## To do
Filter the entries beneath this task, copying only the lines that hold the word "below".
※ ※ ※
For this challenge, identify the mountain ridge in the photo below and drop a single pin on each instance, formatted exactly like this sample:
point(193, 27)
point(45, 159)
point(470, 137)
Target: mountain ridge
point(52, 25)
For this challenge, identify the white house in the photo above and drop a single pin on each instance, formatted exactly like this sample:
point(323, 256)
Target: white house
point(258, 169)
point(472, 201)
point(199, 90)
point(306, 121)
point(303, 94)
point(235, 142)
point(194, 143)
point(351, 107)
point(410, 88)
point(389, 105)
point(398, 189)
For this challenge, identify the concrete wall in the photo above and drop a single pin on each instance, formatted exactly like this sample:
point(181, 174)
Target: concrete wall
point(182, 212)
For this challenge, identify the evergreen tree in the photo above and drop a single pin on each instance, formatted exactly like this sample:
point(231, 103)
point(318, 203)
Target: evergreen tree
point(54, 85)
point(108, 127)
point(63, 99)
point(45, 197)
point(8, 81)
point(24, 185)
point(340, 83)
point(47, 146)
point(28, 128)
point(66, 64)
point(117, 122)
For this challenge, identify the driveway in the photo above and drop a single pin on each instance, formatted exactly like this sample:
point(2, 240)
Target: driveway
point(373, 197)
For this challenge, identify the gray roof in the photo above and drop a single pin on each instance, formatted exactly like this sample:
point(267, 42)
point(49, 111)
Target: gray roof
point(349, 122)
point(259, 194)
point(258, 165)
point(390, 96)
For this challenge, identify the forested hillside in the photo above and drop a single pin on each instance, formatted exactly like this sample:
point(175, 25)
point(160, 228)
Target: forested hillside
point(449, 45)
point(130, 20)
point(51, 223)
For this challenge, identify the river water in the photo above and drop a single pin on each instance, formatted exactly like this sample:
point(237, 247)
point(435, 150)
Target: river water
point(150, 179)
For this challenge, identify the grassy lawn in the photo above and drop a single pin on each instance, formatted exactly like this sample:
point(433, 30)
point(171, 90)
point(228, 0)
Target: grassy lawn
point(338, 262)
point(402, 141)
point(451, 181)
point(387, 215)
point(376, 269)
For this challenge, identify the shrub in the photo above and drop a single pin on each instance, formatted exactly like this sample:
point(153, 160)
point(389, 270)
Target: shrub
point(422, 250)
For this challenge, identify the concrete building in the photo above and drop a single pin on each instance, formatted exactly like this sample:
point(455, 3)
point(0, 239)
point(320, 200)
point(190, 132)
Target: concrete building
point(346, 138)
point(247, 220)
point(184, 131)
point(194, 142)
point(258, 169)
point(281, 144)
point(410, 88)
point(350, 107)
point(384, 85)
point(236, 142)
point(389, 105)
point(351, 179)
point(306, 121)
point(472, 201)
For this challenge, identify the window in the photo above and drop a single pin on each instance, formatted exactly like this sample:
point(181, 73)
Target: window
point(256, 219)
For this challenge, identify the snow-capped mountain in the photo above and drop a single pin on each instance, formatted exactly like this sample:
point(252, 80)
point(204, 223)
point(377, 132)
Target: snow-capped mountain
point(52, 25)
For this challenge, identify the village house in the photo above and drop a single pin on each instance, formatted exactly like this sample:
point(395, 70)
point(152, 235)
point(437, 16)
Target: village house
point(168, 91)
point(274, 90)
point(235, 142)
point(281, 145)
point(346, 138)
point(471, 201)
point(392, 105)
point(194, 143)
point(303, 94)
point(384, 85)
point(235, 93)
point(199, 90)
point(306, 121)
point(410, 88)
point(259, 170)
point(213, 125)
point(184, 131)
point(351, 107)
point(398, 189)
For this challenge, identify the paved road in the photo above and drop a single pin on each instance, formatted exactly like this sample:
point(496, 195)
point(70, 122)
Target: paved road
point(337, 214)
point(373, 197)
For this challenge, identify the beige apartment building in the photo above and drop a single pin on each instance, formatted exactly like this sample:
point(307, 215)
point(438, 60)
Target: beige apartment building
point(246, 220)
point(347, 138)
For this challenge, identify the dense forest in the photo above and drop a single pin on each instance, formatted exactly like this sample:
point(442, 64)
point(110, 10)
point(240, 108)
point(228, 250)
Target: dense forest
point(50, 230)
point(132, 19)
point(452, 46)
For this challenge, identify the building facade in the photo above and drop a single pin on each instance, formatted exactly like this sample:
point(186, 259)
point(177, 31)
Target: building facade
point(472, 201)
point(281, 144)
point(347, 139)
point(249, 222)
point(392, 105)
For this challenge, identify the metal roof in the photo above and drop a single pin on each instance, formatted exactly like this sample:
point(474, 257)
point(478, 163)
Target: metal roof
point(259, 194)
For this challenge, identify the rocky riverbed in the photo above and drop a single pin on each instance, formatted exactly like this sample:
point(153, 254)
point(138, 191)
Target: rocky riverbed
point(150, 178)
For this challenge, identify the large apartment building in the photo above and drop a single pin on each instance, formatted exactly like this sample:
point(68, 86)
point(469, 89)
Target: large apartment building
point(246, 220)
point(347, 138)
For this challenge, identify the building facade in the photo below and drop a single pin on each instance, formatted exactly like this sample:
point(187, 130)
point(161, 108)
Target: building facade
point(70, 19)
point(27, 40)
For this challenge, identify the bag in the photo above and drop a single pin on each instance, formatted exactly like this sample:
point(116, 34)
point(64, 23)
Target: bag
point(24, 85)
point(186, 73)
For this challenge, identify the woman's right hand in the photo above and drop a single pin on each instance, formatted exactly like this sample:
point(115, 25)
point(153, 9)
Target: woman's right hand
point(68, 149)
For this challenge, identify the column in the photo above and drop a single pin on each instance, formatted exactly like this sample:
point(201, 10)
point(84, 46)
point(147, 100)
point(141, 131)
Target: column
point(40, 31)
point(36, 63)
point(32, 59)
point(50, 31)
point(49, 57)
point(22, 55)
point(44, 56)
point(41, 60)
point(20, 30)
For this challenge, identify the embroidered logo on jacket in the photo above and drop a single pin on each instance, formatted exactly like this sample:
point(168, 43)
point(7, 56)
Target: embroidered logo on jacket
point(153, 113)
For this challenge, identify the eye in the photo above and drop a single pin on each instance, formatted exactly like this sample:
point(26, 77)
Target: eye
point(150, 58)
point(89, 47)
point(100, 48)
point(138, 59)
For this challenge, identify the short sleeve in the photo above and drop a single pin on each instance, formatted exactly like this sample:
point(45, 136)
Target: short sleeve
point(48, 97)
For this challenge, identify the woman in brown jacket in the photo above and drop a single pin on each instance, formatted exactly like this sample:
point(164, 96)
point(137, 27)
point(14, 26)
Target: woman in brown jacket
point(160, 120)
※ ※ ※
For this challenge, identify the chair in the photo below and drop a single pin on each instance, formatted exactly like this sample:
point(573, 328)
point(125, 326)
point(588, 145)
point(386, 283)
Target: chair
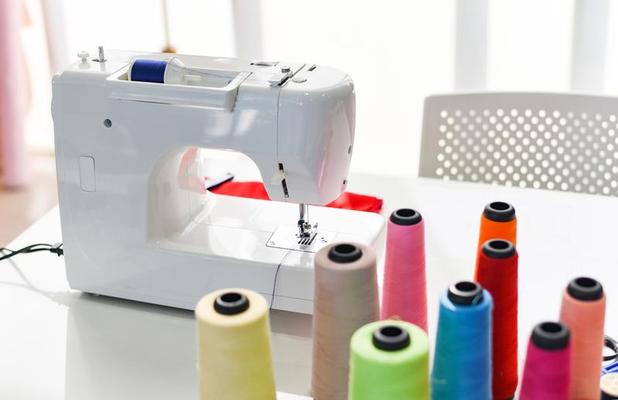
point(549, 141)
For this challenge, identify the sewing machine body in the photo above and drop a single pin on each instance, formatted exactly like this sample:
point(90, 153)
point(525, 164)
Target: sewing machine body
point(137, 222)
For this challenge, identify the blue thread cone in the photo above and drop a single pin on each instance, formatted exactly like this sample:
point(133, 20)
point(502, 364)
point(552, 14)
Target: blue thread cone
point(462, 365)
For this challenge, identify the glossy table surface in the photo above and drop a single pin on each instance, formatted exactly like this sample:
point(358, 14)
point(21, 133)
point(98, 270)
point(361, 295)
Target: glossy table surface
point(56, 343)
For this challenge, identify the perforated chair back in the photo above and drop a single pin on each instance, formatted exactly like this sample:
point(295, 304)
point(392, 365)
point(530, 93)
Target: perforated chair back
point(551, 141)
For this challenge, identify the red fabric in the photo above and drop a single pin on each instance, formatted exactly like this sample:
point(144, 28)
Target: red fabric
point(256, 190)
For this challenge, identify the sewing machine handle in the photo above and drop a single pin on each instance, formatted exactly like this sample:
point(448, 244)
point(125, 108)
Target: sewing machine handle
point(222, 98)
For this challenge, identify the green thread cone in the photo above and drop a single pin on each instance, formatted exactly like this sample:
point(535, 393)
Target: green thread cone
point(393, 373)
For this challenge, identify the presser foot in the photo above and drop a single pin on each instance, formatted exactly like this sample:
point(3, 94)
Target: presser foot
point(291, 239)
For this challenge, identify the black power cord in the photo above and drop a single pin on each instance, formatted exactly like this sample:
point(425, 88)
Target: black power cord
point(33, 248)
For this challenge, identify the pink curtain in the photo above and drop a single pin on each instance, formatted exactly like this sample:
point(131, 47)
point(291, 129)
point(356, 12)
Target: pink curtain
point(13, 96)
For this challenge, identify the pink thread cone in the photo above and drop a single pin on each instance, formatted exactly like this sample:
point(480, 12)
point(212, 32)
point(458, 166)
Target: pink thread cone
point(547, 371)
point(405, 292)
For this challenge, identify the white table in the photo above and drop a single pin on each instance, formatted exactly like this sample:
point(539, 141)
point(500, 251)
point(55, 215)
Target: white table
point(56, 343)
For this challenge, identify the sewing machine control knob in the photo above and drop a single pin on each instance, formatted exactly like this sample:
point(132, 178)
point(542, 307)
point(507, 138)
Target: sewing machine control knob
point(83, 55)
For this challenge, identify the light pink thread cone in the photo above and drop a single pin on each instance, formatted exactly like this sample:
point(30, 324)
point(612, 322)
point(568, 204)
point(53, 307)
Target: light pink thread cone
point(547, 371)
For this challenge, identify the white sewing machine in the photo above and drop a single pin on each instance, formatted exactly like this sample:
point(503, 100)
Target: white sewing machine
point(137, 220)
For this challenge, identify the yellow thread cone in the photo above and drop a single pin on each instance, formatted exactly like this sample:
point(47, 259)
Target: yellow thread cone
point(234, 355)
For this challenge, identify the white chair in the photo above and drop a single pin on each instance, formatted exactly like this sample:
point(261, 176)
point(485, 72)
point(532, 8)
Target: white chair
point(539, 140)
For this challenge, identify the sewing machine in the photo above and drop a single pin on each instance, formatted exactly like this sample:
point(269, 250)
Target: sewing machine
※ ※ ※
## Reply to the exercise
For this challenge, identify the mountain ridge in the photo below and drop a single pin on each instance, formatted exactly like this sample:
For this challenge, identify the building facade in the photo below and drop a single pin on each instance, formatted exactly like this sample:
For this challenge, identify the chair in the photo below and drop a single pin on each instance, formatted exactly like this sample:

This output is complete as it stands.